■ COMPLETE THE FOLLOWING
1. Answer these questions using the Australia Day opinion piece:
(a) On what date does the piece say Australia Day falls?
(b) Which item in its list of things Australians love does the piece call most important?
(c) Which Australians does the piece say are particularly at risk of being robbed of the opportunity to be proud?
2. From the Australia Day opinion piece, reproduce word for word the passage that opens with the words "Australia Day is" and closes after the words "are as Australians.".

■ DOCUMENT TEXT
□ □ □

Flat White

Let January 26 remain a day for all Australians

25 January 2019

1:00 PM

25 January 2019

1:00 PM

January 26, Australia Day, is a day for all Australians. It’s a day for being with friends, family and loved ones. A day for reflecting on what it means to be Australian and celebrating all the things we love about Australia: community, mateship, the Australian way of life, a fair go and, most importantly, our freedom.

Australia Day is also a time to recognise and acknowledge our history. That means we need to take the good with the bad, celebrate the moments that make us proud and accept those that don’t for what they are. But that should be the extent of it. Letting historic events define us risks robbing all Australians, particularly the newest among us, of the opportunity to be proud of who we are. That’s why it now more important than ever to reject perennial calls by the Greens and others to abandon a tradition that defines who we are as Australians.

□ □ □

■ DATA EXCERPTS
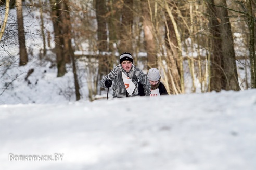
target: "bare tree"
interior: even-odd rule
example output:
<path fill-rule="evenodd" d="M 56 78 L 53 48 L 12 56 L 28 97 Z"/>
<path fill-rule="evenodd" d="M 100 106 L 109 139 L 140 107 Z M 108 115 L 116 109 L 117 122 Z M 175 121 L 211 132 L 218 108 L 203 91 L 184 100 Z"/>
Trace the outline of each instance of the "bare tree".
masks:
<path fill-rule="evenodd" d="M 20 66 L 25 65 L 28 62 L 28 54 L 26 50 L 26 42 L 22 13 L 22 1 L 16 0 L 17 18 L 18 22 L 18 33 L 20 49 Z"/>
<path fill-rule="evenodd" d="M 148 68 L 157 68 L 157 51 L 154 37 L 155 28 L 153 17 L 155 9 L 155 1 L 142 0 L 142 10 L 143 18 L 143 30 L 145 49 L 148 58 Z"/>
<path fill-rule="evenodd" d="M 3 22 L 3 25 L 1 26 L 1 31 L 0 32 L 0 41 L 1 40 L 3 35 L 4 33 L 5 29 L 6 26 L 6 23 L 7 23 L 8 16 L 9 15 L 9 10 L 10 9 L 9 5 L 10 0 L 6 0 L 5 4 L 5 18 L 4 19 L 4 21 Z"/>
<path fill-rule="evenodd" d="M 63 76 L 67 70 L 66 69 L 65 55 L 62 47 L 63 30 L 61 24 L 61 21 L 60 16 L 62 11 L 60 10 L 60 3 L 62 3 L 62 0 L 56 2 L 55 0 L 50 0 L 52 13 L 51 17 L 53 21 L 54 32 L 54 41 L 55 42 L 55 52 L 56 54 L 57 67 L 58 68 L 57 77 Z"/>
<path fill-rule="evenodd" d="M 239 90 L 234 50 L 233 39 L 226 0 L 212 0 L 209 3 L 214 52 L 212 55 L 211 90 L 220 91 Z M 214 79 L 214 81 L 213 80 Z M 216 83 L 214 84 L 214 83 Z"/>
<path fill-rule="evenodd" d="M 255 33 L 254 17 L 252 12 L 252 2 L 251 0 L 246 1 L 248 9 L 248 22 L 249 26 L 250 44 L 250 59 L 251 61 L 251 88 L 256 88 L 256 57 L 255 55 Z"/>

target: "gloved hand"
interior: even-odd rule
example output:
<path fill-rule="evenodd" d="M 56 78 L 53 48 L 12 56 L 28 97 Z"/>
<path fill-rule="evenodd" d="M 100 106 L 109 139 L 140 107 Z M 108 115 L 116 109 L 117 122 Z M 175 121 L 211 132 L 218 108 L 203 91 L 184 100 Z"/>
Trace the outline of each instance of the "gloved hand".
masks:
<path fill-rule="evenodd" d="M 107 79 L 106 80 L 105 82 L 104 82 L 104 84 L 105 84 L 105 86 L 107 87 L 107 88 L 110 88 L 110 87 L 111 87 L 111 85 L 112 85 L 112 81 L 111 80 L 109 80 L 109 79 Z"/>

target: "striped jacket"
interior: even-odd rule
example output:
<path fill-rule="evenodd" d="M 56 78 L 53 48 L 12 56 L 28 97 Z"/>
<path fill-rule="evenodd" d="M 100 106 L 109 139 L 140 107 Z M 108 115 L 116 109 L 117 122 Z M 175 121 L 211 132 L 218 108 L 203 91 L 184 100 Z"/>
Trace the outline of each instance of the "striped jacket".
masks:
<path fill-rule="evenodd" d="M 151 86 L 149 80 L 146 75 L 139 69 L 134 65 L 132 65 L 131 70 L 127 73 L 125 71 L 120 64 L 116 67 L 112 71 L 103 78 L 100 82 L 100 85 L 102 88 L 106 88 L 104 83 L 107 79 L 113 81 L 113 97 L 114 98 L 121 98 L 126 97 L 126 89 L 123 81 L 122 72 L 123 72 L 130 78 L 132 78 L 132 81 L 135 85 L 135 89 L 131 95 L 128 94 L 128 97 L 135 96 L 138 94 L 138 84 L 140 81 L 143 86 L 145 94 L 149 96 L 151 93 Z"/>

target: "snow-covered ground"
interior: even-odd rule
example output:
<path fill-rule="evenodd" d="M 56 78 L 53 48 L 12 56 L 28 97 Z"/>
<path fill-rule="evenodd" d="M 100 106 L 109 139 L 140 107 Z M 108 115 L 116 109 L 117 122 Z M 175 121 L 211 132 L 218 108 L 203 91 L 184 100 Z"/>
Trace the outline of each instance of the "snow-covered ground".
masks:
<path fill-rule="evenodd" d="M 255 90 L 0 110 L 0 169 L 256 169 Z"/>

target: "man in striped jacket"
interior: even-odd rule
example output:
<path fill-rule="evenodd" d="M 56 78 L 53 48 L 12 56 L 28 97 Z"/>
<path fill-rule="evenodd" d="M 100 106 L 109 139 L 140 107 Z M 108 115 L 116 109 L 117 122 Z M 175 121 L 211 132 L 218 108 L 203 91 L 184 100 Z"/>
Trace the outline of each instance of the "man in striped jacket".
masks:
<path fill-rule="evenodd" d="M 120 64 L 116 67 L 101 80 L 102 88 L 109 88 L 113 84 L 113 97 L 122 98 L 135 96 L 138 94 L 138 83 L 143 86 L 145 94 L 149 96 L 151 87 L 146 75 L 133 64 L 133 57 L 129 53 L 120 55 Z"/>

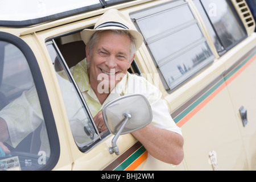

□ □ □

■ EXERCISE SOLUTIONS
1.
(a) January 26
(b) Freedom
(c) The newest among us

2.
Australia Day is also a time to recognise and acknowledge our history. That means we need to take the good with the bad, celebrate the moments that make us proud and accept those that don’t for what they are. But that should be the extent of it. Letting historic events define us risks robbing all Australians, particularly the newest among us, of the opportunity to be proud of who we are. That’s why it now more important than ever to reject perennial calls by the Greens and others to abandon a tradition that defines who we are as Australians.